[Document section]

● ● ●

That's okay. It's super, super awesome at the same time though...

We go through and I finish his custom code piece, and Monday comes along so a week, it's about what, five days ago. Monday comes along and I had finished slides. I sent them over for the presentation and everything to Dan Henry. Monday comes along and I was just thinking to myself like I've built over 160 sales funnels in the last year and I was looking at what we had and I was like, "There is no way that this funnel is ready, even nearly ready for the amount of traffic that we're going to send to this thing the next day." I was like, "Oh, my gosh."

I sent a message to my wife and I was like, "Babe, I'm so sorry, but I seriously doubt I'm going to be home tonight and maybe hardly even at all tomorrow." As long as I let her know in the future, as long as I let her know, then she's usually fine.

She knew. I was like, "Hey, the book launch is coming up. I'm sure it's going to be sporadic. It might be here. It might be not." As long as I let her know, she's fine with that. Russell cued me in on that tip on how to do it, every once in a while it happens.

We went and we start working, and I start doing some more of this custom code thing. We're using Jamie Smith's expertise and I was doing stuff on my own as well and we were putting pieces together and I was putting the other membership area and it looked so good. Oh, if you guys got the Expert Secret book yet, go get it for sure. I'm actually going toss my link if you're okay with that down in the description here just because might as well, right.

● ● ●

[Exercise instructions]
Answer these questions about the transcript of the book launch story:
1. How many sales funnels does the speaker say they built in the last year?
2. Who did the speaker send the finished slides to?
3. Whose expertise were they using while working on the custom code?
The items have nothing to do with this.

[Given entries]
● ● ●

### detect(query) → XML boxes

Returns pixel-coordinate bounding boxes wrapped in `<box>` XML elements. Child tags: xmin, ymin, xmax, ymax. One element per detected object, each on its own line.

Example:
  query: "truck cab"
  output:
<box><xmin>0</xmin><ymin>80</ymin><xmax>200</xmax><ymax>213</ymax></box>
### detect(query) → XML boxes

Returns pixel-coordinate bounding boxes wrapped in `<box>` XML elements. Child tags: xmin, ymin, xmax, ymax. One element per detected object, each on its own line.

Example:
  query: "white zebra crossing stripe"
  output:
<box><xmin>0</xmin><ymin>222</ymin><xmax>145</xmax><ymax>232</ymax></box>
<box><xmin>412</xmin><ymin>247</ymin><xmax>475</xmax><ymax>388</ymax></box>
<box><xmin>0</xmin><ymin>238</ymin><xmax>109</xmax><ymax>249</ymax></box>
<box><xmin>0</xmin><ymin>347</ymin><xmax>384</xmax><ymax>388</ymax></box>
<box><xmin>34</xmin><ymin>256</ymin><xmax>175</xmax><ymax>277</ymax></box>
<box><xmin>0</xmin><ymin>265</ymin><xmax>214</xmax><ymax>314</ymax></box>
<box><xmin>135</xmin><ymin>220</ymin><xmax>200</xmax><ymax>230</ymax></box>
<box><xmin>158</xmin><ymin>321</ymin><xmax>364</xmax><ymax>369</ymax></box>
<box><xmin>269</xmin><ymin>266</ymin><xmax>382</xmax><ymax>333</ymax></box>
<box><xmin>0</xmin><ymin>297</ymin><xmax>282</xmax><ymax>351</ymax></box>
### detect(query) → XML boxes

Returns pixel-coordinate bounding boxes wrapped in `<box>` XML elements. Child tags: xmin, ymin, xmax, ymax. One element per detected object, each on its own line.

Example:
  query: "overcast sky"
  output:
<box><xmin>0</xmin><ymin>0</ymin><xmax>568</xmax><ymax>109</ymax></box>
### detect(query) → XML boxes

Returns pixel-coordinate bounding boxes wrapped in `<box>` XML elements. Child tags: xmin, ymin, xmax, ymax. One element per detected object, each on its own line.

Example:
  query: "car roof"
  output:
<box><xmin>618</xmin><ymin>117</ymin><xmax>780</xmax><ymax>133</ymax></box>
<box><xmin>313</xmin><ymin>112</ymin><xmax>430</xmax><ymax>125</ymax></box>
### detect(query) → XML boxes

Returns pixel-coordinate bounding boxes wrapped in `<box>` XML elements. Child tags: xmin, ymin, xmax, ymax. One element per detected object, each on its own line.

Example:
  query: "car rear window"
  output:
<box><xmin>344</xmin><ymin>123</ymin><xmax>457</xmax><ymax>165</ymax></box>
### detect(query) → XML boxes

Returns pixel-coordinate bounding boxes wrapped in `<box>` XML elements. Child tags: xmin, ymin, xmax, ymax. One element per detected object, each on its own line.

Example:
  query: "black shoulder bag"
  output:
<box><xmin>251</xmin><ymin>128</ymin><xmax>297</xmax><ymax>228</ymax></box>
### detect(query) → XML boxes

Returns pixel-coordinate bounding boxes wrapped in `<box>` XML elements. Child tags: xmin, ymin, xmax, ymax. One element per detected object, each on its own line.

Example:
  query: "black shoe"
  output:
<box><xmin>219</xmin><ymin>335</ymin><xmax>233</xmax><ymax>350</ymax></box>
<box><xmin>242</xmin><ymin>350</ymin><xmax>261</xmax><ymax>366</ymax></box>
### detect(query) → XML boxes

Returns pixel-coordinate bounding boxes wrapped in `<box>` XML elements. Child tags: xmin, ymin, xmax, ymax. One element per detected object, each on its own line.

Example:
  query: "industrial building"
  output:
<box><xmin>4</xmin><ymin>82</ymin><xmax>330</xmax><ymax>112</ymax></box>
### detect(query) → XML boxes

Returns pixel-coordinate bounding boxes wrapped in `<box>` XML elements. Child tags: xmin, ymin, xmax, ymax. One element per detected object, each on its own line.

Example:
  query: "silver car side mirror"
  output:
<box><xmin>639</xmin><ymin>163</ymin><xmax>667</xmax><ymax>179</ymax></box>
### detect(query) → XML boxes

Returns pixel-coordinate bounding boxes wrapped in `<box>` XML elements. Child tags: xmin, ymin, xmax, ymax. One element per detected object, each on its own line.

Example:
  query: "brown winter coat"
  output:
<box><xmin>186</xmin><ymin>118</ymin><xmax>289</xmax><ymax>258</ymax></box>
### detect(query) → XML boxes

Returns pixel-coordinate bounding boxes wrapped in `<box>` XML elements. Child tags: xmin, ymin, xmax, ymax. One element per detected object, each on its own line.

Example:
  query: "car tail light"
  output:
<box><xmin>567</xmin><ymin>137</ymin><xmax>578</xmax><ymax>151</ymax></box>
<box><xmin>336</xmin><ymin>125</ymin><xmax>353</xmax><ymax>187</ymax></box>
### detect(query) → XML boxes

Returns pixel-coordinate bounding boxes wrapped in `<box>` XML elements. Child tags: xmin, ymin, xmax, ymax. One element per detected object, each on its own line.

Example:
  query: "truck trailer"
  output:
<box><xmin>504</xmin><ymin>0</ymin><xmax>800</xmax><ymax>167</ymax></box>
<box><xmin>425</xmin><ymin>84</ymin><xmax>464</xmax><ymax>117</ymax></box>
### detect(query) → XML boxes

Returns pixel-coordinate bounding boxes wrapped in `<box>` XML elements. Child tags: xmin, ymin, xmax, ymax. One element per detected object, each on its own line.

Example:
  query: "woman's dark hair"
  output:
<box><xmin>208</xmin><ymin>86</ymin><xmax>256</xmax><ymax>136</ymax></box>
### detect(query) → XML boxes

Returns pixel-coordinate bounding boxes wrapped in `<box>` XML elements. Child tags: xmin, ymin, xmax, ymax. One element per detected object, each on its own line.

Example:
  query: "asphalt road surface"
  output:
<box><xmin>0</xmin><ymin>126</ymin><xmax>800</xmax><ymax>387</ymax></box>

● ● ●

[Reply to the exercise]
1. Over 160.
2. Dan Henry.
3. Jamie Smith's.